Selection
[Begin]
Skip to content

Conversation

@Leont
Copy link
Contributor

@Leont Leont commented Jul 27, 2025

Previously, the length operator on typemaps other than T_PV would lead to that length value not being initialized, leading to segfaults and worse. Worse yet, ExtUtils::ParseXS would silently emit this erroneous code.

For now it will at least give a clear error, in the future we should perhaps consider eliminating this limitation altogether.

  • This contains a changelog entry for ExtUtils::ParseXS instead of a perldelta

@Leont Leont requested a review from iabyn July 27, 2025 07:57
@Leont
Copy link
Contributor Author

Leont commented Jul 27, 2025

This one caused my a bunch of grief related to #23150 before I figured out what was going on.

@iabyn
Copy link
Contributor

iabyn commented Jul 27, 2025

It needs test(s) for the new error message. Other than that, I approve.

@jkeenan
Copy link
Contributor

jkeenan commented Jul 27, 2025

It needs test(s) for the new error message. Other than that, I approve.

Currently, in dist/ExtUtils-ParseXS/lib/ExtUtils/ParseXS/Node.pm's lookup_input_typemap(), there already exists one error condition at the point where the p.r. proposes to insert a new die. That existing die itself appears to be unexercised in the test suite.

$ ack 'default value not supported' dist/ExtUtils-ParseXS/
dist/ExtUtils-ParseXS/lib/ExtUtils/ParseXS/Node.pm
1411:            die "default value not supported with length(NAME) supplied"

Could we write tests for both conditions in this p.r.?

@Leont Leont force-pushed the parsexs-length-t_pv branch from bdf5a3f to e214089 Compare July 27, 2025 20:23
@Leont
Copy link
Contributor Author

Leont commented Jul 27, 2025

It needs test(s) for the new error message. Other than that, I approve.
[End]
Problem details
Reproduce the ParseXS review thread verbatim, starting with "Previously, the length" and going on through "this erroneous code.".

Given information
[Begin]
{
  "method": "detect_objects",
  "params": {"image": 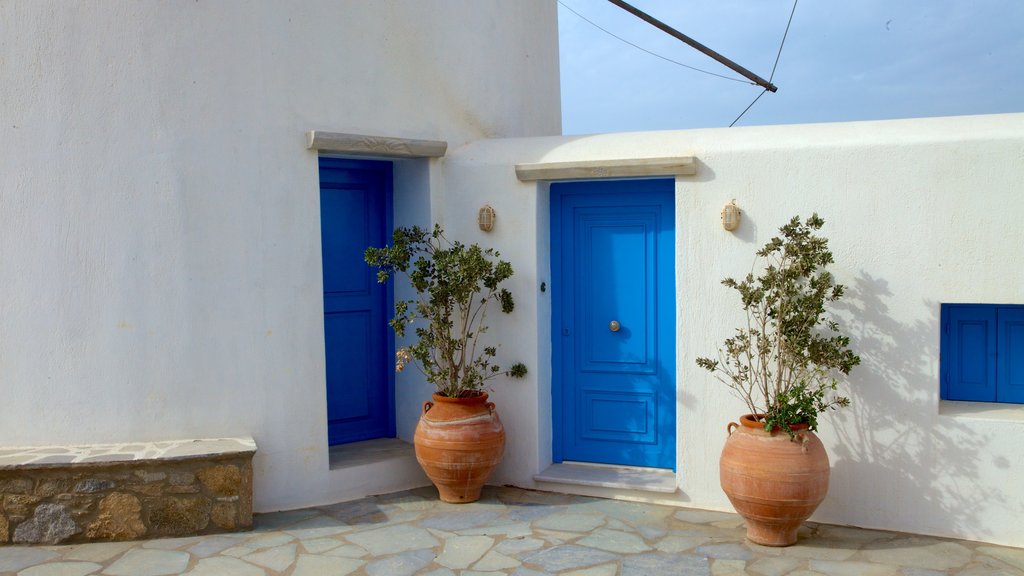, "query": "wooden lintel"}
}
[515,156,697,181]
[306,130,447,158]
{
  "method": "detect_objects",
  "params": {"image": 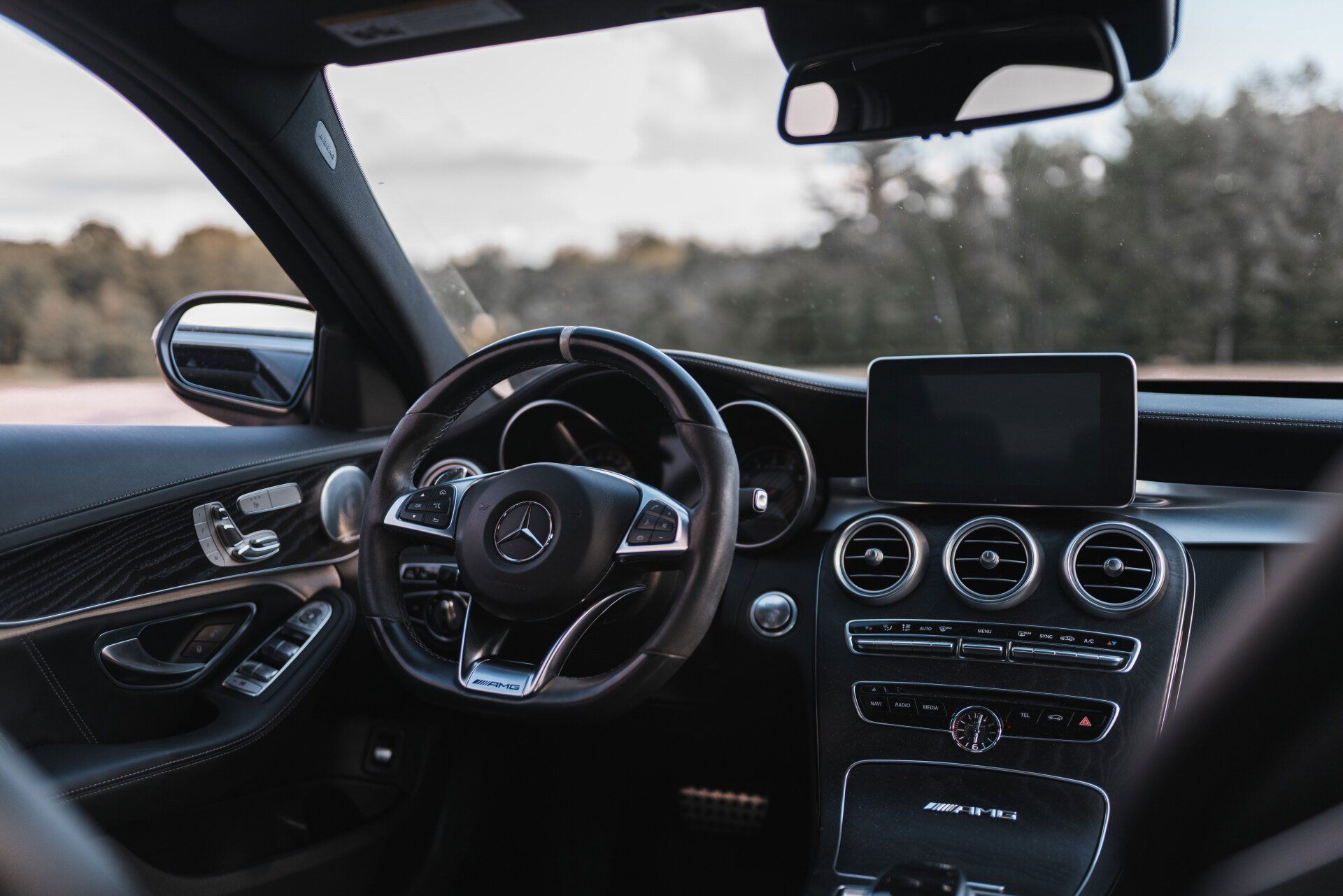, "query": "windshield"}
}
[327,0,1343,381]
[End]
Answer to the problem
Previously, the length operator on typemaps other than T_PV would lead to that length value not being initialized, leading to segfaults and worse. Worse yet, ExtUtils::ParseXS would silently emit this erroneous code.